Hunt through the lines below for the string "plant" and copy each one that has it.
··· TASK INPUT ···
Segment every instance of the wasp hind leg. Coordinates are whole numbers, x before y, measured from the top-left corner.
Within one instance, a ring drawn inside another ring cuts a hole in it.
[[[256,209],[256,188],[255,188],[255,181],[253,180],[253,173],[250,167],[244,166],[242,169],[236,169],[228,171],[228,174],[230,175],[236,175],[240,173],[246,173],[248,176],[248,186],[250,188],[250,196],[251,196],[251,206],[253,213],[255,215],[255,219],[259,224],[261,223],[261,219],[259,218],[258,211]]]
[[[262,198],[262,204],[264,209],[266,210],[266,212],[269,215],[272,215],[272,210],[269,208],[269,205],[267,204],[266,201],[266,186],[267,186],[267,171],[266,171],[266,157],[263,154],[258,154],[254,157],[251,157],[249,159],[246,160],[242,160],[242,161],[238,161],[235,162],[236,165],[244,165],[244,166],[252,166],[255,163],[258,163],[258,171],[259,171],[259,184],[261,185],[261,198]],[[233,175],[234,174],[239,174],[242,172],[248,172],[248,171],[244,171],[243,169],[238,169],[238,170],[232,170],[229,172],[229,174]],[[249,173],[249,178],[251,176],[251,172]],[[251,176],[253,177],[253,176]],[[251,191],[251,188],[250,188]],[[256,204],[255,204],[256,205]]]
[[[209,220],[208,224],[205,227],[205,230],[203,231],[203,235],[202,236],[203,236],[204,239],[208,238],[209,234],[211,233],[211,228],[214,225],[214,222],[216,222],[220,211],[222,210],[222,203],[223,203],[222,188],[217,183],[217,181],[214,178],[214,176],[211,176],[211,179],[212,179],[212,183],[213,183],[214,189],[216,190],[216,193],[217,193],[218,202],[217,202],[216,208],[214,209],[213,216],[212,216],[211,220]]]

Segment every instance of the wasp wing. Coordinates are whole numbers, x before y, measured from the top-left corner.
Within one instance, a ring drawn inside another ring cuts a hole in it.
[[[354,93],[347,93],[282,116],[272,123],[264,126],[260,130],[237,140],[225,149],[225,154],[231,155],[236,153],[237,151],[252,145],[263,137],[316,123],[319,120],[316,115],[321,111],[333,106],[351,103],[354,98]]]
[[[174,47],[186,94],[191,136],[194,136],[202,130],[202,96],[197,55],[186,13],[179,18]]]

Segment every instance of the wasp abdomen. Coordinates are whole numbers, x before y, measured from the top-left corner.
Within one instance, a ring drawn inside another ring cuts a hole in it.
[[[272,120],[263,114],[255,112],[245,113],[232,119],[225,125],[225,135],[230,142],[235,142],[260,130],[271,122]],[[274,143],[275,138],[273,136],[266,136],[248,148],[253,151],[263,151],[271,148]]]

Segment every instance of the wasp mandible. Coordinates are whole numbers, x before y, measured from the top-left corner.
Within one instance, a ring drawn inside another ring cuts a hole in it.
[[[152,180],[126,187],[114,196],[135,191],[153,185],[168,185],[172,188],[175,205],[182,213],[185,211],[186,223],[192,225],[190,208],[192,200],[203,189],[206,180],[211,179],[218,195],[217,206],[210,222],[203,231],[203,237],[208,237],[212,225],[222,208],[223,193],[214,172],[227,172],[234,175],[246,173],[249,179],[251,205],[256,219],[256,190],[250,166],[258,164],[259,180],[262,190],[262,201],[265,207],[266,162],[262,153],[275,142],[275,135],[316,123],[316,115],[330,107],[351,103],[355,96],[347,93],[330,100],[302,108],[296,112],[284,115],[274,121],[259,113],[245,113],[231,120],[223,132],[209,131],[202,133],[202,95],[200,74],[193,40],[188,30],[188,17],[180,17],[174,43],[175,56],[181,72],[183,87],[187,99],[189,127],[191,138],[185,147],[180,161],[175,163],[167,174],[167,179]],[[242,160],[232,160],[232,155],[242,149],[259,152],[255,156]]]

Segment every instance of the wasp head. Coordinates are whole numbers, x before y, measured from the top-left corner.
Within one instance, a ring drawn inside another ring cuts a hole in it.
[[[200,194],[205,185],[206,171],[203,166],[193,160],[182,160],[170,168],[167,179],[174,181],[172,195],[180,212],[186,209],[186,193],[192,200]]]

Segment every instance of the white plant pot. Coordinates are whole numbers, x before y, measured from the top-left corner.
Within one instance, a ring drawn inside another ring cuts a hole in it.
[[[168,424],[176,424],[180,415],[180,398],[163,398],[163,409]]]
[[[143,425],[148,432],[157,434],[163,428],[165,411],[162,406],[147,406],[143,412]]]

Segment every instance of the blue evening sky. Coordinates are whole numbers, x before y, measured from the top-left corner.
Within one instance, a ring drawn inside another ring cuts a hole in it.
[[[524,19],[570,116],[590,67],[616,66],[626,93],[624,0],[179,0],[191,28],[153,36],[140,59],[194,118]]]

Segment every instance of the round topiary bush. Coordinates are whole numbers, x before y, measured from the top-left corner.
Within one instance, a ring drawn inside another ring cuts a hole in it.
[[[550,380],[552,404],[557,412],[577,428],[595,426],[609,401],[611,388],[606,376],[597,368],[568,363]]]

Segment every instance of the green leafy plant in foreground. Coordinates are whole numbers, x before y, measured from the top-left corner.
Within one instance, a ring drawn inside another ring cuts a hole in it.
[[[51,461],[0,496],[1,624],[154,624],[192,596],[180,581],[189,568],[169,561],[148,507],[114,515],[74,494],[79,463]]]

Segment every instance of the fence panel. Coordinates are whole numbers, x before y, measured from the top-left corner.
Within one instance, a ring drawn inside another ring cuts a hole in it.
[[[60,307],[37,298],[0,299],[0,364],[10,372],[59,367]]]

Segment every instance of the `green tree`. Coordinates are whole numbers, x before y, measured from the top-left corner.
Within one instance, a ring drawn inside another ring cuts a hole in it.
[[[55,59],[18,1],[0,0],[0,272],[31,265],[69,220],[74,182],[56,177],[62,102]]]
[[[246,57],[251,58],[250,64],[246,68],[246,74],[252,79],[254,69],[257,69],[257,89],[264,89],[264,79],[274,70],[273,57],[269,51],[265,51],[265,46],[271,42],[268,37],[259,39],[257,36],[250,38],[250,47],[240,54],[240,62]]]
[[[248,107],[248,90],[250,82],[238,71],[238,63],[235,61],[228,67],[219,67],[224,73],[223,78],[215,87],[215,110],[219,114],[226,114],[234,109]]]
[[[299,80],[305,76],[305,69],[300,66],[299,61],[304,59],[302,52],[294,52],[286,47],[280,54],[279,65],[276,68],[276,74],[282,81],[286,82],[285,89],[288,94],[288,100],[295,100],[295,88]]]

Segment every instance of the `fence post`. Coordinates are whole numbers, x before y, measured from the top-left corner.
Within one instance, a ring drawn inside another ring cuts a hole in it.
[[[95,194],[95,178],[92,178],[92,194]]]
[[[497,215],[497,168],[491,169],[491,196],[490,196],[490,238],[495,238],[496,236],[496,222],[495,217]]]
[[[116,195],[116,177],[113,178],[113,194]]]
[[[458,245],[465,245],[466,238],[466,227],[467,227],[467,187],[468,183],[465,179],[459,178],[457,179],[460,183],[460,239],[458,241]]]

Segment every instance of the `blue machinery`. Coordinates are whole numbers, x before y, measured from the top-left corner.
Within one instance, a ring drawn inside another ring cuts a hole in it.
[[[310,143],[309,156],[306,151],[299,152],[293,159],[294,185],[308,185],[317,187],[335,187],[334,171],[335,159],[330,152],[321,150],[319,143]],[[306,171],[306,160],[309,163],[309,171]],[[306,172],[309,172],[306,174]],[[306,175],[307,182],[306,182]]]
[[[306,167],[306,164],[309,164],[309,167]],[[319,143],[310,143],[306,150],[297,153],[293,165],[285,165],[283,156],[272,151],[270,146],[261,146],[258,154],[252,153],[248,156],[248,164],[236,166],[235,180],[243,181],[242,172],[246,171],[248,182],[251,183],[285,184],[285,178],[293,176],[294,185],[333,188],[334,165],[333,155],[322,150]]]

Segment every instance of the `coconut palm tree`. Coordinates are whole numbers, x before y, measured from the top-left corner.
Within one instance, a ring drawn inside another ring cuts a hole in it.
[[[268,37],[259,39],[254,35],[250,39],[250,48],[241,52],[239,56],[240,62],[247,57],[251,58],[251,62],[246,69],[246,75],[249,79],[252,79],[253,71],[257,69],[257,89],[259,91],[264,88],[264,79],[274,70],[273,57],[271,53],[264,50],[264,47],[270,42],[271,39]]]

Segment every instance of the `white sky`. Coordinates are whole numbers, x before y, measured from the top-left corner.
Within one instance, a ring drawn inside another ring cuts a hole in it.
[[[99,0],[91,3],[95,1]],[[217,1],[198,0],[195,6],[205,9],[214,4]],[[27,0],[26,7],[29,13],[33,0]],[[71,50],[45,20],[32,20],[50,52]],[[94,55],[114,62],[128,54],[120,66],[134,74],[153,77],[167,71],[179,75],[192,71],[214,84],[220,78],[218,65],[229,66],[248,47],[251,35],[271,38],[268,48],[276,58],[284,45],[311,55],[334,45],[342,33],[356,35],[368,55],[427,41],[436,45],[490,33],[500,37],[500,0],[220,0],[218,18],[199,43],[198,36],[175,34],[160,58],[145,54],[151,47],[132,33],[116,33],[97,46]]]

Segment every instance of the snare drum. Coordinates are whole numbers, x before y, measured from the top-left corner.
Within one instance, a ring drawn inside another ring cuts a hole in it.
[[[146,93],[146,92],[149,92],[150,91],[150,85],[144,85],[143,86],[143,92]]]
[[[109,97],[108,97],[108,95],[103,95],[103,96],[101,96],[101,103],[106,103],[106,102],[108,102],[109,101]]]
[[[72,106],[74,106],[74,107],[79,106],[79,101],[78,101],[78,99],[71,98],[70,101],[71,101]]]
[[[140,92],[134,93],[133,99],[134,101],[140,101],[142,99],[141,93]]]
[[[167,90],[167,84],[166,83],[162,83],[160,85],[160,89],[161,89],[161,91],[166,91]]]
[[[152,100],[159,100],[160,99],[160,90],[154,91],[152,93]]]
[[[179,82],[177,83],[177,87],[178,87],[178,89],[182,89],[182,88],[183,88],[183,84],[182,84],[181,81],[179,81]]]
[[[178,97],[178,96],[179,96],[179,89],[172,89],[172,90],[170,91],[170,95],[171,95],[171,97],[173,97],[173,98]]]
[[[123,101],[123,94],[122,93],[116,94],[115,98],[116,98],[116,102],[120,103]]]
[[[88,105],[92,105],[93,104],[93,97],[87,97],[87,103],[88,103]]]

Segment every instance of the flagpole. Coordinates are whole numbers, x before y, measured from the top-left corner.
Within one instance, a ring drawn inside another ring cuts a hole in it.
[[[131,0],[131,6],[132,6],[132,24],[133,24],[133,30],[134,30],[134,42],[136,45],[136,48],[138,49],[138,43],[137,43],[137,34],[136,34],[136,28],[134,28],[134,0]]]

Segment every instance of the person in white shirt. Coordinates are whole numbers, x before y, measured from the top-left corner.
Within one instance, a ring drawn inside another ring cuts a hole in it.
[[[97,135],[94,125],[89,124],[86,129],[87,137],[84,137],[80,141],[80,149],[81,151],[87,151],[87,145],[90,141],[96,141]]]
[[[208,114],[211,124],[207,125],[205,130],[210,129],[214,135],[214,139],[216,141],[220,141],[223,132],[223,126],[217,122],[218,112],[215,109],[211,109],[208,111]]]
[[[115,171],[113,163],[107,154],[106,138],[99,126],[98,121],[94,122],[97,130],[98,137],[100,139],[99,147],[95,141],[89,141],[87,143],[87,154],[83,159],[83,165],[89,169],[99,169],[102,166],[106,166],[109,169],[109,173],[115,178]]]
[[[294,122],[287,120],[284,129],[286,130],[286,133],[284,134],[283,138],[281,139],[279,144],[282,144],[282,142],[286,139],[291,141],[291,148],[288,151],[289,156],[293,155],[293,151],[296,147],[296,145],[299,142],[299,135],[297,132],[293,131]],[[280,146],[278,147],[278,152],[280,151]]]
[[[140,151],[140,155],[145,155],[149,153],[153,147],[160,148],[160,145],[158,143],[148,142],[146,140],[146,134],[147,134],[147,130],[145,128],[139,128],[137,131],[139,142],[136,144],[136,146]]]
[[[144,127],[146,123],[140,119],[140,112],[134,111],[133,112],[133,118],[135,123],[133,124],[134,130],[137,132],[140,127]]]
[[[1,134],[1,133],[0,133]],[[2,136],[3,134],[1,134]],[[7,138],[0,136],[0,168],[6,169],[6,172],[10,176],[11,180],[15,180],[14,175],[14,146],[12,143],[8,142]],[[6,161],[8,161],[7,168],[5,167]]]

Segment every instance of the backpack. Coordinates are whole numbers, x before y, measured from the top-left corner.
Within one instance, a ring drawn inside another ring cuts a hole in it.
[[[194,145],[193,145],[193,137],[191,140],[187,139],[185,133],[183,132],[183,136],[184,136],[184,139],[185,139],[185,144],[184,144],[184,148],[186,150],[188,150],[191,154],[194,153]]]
···
REPLY TO THE TASK ->
Segment every instance of the white plant pot. Coordinates are whole numbers, x before y, measured from the top-left corner.
Segment every instance of the green leafy plant in foreground. Coordinates are whole numbers, x before y, measured from the top-left corner.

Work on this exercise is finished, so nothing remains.